▶ _Directions_
Count the lines in the records that contain the word "smiling", treating case as significant, and give only that number.

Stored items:
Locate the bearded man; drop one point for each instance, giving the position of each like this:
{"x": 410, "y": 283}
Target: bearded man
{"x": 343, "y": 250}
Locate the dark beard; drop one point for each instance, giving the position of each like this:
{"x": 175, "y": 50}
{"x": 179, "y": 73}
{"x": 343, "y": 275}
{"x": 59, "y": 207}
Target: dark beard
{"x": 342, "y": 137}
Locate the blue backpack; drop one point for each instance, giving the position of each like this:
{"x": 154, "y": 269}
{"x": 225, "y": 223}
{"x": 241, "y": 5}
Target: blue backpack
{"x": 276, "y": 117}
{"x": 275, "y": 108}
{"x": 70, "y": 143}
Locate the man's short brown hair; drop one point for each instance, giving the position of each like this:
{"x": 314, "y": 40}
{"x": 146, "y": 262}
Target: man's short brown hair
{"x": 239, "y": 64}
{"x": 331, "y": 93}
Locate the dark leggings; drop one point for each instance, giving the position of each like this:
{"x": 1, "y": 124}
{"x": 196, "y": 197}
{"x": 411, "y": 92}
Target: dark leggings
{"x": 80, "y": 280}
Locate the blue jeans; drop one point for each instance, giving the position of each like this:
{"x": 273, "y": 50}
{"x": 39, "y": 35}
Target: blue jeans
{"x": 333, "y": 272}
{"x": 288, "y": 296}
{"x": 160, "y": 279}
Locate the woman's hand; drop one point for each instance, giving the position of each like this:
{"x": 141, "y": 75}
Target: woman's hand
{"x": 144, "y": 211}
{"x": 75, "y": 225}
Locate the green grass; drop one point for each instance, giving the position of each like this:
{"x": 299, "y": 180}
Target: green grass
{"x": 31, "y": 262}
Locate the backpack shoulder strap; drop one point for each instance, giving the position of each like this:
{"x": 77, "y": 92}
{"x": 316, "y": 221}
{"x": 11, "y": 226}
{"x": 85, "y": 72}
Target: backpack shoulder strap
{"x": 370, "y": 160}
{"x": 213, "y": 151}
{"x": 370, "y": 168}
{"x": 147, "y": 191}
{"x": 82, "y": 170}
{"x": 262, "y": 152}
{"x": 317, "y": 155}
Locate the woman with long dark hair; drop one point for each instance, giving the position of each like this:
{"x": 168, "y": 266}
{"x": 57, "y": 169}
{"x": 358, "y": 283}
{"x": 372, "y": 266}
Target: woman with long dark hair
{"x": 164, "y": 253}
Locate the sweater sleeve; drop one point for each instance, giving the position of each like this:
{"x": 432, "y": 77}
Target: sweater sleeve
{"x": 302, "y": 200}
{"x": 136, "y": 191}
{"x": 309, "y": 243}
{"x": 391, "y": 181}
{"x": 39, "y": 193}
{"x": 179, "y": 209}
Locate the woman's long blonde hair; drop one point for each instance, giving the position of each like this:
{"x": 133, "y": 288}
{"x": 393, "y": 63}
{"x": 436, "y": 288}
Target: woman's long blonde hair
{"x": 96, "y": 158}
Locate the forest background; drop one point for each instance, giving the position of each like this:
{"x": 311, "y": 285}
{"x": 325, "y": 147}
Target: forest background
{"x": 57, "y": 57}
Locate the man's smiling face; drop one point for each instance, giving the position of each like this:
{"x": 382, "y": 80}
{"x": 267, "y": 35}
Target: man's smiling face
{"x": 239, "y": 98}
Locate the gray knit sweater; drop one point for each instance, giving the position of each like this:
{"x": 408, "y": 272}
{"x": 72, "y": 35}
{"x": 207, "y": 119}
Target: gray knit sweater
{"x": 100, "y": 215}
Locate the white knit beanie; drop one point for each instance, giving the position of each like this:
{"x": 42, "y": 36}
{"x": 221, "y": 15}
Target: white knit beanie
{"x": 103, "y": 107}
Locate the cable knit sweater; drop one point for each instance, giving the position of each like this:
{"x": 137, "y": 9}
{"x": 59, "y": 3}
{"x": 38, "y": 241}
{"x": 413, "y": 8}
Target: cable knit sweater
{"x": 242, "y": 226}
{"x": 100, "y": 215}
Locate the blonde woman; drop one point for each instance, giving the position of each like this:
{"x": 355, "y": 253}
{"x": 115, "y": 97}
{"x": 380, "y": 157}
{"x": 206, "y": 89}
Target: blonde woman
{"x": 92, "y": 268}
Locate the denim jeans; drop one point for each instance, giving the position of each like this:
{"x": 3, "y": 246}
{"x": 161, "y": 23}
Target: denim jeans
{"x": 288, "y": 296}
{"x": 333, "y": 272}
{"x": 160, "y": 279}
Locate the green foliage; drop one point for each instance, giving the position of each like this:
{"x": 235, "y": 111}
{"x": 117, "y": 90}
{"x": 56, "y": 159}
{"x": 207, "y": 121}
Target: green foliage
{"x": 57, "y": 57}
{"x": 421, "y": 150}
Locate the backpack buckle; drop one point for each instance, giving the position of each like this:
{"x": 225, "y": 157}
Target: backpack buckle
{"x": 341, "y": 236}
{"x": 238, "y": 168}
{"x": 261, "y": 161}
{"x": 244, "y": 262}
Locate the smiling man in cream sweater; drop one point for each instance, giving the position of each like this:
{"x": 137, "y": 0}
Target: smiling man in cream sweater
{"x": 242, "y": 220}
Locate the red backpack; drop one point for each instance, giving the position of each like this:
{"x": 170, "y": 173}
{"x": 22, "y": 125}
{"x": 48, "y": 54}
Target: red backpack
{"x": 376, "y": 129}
* * *
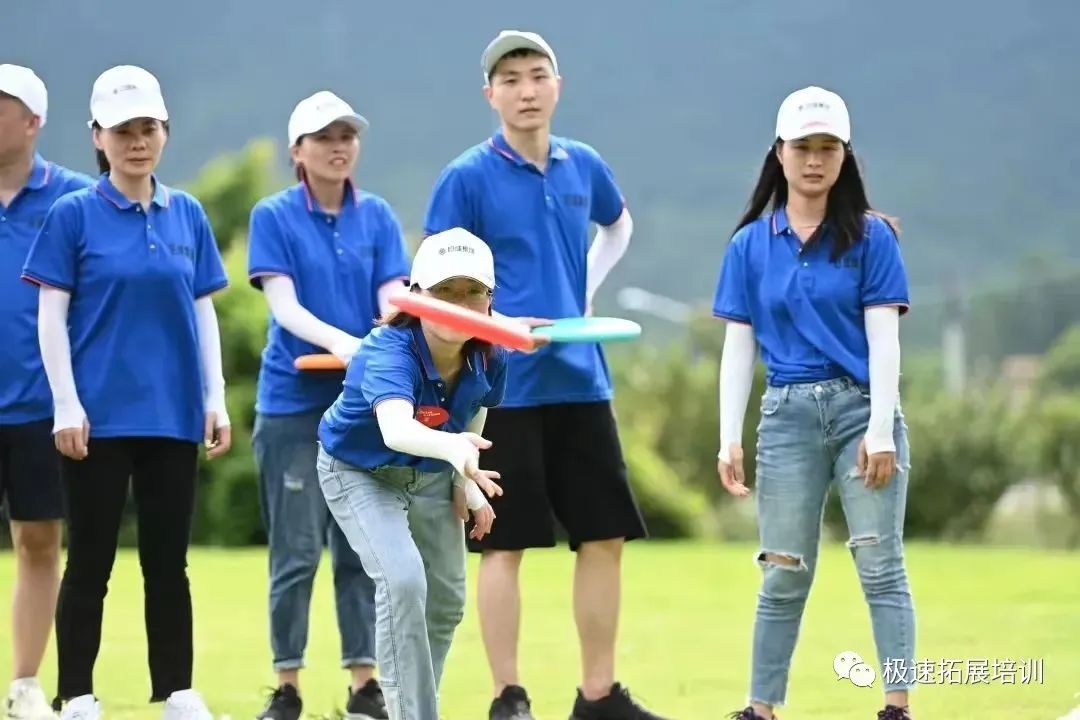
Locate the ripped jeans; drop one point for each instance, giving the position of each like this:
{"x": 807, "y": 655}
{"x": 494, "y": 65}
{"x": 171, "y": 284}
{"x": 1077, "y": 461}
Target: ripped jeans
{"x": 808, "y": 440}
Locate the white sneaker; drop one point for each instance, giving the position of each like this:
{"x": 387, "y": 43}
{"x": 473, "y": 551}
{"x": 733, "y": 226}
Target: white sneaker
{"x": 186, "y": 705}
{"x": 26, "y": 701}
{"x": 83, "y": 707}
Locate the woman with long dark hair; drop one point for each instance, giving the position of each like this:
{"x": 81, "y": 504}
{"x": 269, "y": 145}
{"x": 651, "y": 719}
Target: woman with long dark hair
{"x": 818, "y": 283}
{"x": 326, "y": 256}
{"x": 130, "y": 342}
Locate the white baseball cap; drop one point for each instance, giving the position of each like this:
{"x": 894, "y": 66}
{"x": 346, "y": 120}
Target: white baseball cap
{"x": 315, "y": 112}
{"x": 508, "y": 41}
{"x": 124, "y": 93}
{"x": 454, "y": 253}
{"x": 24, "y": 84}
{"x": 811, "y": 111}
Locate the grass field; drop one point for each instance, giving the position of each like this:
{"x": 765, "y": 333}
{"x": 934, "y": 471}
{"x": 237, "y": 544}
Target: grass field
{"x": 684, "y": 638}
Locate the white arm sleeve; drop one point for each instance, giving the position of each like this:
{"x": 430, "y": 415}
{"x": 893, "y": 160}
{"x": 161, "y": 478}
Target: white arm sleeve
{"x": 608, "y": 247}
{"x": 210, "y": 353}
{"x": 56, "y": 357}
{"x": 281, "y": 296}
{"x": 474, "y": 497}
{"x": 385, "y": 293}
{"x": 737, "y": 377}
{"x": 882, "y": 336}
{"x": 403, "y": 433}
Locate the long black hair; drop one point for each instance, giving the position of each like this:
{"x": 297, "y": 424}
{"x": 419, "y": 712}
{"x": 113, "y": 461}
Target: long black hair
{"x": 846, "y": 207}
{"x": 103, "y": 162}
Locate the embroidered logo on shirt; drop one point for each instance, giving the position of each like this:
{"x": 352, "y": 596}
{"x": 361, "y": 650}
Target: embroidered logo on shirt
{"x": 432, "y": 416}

▶ _The completed task_
4